*** Document segment ***

Agentic AI Assistants — Unified Showcase
Autonomous OSS-powered agents: From 1B edge-inference to 70B+ platform-scale
Role
AI Lead & Architect
Period
2025
Category
ai
Overview
A specialized showcase of production-ready agentic systems deployed across diverse domains. This platform highlights the bridge between raw LLM logic and intuitive human interaction. I deploy everything from 'Tiny' 1B parameter models (Phi-3, Qwen) for ultra-low latency edge inference, to 'Large' 70B+ reasoning models (Llama 3.1, DeepSeek) for institutional-grade workflows. Features include real-time voice agents with Simli, multimodal RAG pipelines with FAISS, and fully autonomous tool-calling chains.
Key Highlights
- Real-time Video Avatars: Integration with Simli for ultra-low latency interactive digital humans with frame-accurate lip-sync
- Real-time Multimodal: High-performance TTS/STT pipelines using Whisper, Piper, and Deepgram
- Scale-Ready Architecture: vLLM & TGI on GCP/AWS A100s for institutional performance
- Interactive Digital Humans: Using LiveKit and Simli for sub-second visual responses
- Deterministic Control: Using LangGraph for stateful multi-step agent behaviors
- Domain RAG: Custom semantic indexing (FAISS/pgvector) with multi-model tiering
Tech Stack
Summary
On-page overviewThis is a concise summary of the challenges, solution, and outcome for this project. Use the Case Study button above for the full deep dive.
The Problem
AI assistants are often stuck as 'wrappers' with high latency, expensive token costs, and zero domain context. I needed a system that could run anywhere—from a local portfolio bot to a real-time voice agent for a hospitality group.
The Solution
I built a tiered architecture that adapts to available compute: **1. The Real-Time Voice & Video Stack:** Integrated **Simli** for unified video avatar streaming and real-time lip-sync. It handles the handshake between Whisper (STT), the LLM (Llama 3.1 8B), and the TTS engine (Piper), ensuring sub-second 'voice-to-video' latency for interactive digital humans. **2. Deployment Tiers:** - **Cloud-Native**: GCP Model Garden or Replicate for immediate scalability. - **Custom Infra**: Spinning up VMs with **vLLM** or **TGI** on dedicated L4 GPUs for high-throughput production usage. - **Zero-Cost Edge**: Ollama running Phi-3-mini directly on the client/CPU for 24/7 availability with no API bills. **3. Knowledge & RAG:** Custom FAISS indexing pipelines that crawl domain data (menu PDFs, code repos, docs) and provide 'grounded' context to the model to prevent hallucinations.
The Outcome
Autonomous agents that act as a personal brand ambassador (ayushv.dev), a venue host (Cafe OTB), or a technical co-pilot—each optimized for cost, latency, and accuracy.
Team & Role
Architected the entire pipeline from the Dockerized vLLM endpoints to the responsive motion UIs and RAG vector indexing.
What I Learned
This project deepened my understanding of Python / FastAPI and LangGraph / LangChain and reinforced best practices in system design and scalability. I gained valuable insights into production-grade development and performance optimization.

*** End of Document segment ***

In the agentic AI showcase, which model does the zero-cost edge tier run directly on the client or CPU, and with what tool?

*** Dataset content ***

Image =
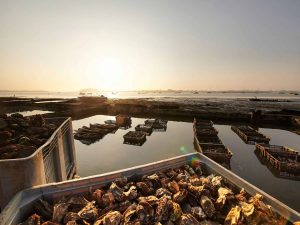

*** End of Dataset content ***

## Answer space:
Phi-3-mini, running with Ollama.